GOAL
Count the lines in the listing below that contain the word "trace". Give only the number.

+ + + + +

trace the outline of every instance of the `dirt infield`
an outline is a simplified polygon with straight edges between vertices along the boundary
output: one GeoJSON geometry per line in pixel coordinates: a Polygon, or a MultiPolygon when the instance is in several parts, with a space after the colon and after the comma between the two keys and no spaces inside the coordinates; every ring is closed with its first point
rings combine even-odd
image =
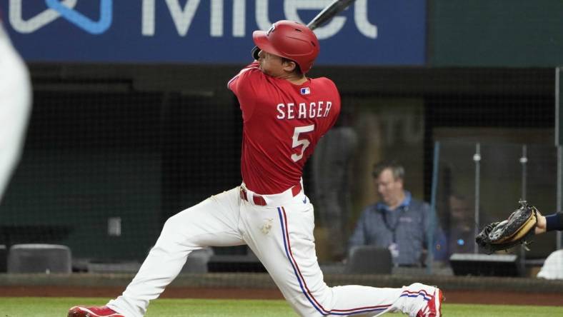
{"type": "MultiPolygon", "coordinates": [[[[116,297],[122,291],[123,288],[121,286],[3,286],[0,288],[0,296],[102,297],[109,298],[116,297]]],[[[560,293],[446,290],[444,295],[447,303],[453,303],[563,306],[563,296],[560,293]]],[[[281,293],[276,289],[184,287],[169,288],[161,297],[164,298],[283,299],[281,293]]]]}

+ + + + +

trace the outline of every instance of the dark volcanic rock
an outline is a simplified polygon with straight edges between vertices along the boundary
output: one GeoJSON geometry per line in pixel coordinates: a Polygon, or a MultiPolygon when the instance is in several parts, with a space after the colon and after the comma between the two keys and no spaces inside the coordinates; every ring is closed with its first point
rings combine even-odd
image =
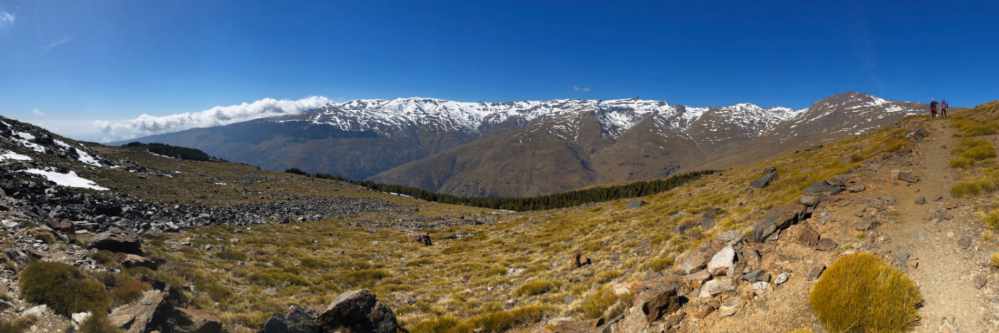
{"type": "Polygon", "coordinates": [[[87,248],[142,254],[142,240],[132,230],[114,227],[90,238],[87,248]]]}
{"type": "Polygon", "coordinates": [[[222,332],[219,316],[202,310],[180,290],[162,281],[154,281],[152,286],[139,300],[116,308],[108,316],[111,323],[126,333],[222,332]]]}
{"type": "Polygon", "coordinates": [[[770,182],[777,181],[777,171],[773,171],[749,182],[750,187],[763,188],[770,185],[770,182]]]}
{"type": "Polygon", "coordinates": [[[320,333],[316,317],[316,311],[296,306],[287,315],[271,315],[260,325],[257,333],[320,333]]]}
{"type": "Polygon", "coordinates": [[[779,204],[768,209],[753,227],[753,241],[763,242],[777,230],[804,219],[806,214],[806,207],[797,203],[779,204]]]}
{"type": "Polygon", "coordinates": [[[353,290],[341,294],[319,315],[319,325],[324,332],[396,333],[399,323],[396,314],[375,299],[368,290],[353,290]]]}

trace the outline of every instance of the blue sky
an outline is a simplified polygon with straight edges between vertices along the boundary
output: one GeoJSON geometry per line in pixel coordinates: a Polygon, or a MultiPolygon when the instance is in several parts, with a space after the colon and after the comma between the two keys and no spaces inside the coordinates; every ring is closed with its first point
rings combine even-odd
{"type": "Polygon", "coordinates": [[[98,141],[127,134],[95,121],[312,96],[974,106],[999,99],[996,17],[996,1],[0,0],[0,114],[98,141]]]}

+ + + + +

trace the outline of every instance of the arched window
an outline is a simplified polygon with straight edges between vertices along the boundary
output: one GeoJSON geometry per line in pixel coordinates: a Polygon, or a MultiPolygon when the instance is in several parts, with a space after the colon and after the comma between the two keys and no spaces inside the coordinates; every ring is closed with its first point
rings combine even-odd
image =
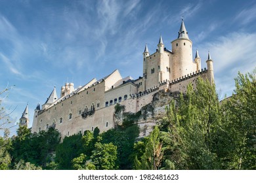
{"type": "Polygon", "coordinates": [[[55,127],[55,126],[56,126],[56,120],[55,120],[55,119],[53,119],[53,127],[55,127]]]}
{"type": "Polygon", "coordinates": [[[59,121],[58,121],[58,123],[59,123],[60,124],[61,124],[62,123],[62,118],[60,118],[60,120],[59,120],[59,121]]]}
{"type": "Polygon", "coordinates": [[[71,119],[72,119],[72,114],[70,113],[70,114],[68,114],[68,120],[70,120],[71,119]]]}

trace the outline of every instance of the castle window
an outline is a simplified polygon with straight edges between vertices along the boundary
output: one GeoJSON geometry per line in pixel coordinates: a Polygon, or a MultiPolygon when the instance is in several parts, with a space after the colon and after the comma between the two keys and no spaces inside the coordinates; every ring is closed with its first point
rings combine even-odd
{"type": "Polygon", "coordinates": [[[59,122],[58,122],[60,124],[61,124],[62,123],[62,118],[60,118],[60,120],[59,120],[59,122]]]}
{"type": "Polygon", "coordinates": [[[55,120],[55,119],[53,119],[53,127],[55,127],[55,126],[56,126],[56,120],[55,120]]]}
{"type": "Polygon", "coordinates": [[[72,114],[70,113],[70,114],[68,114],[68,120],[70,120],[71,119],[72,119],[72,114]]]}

+ + + + +

WRITTEN RESPONSE
5